# Goal of the exercise
Note each line of the listing that contains the string "Where", and copy it.

─── Material shown

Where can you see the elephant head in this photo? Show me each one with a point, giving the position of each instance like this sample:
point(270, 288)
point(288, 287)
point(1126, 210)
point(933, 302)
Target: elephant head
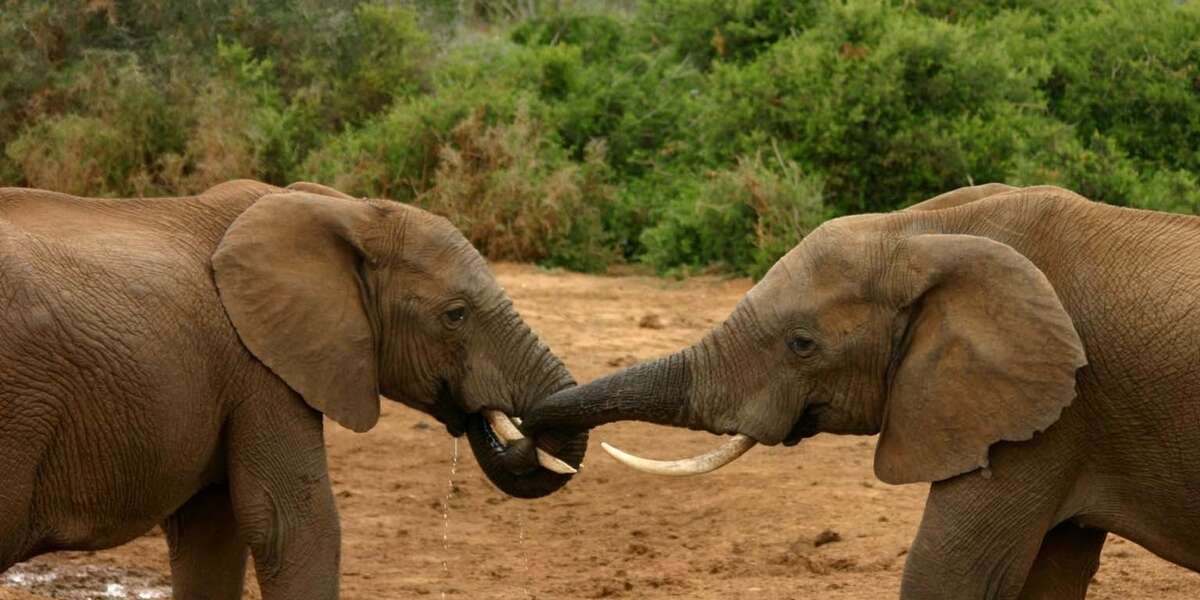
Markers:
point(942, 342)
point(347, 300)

──────
─── Material shown

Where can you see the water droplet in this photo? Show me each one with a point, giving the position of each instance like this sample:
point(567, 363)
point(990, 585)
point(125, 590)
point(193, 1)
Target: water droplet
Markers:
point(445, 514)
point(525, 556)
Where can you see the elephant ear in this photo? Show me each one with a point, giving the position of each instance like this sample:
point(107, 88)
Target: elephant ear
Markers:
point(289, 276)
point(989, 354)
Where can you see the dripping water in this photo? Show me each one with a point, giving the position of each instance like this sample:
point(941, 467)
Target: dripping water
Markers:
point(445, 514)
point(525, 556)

──────

# Problem solution
Where can you see the elephant head in this photo? Show me each one with a point, giving the position of each instance like this sample:
Where can you see the water droplet in this photo? Show me each one with a point, giving the position of each instance like this sample:
Where can you see the elephant ear in this photo? Show me each one with a point, giving the position of each instance like this sample:
Where can you see the dripping water in this photo? Show me each one with a point, giving the position of each instance like this sample:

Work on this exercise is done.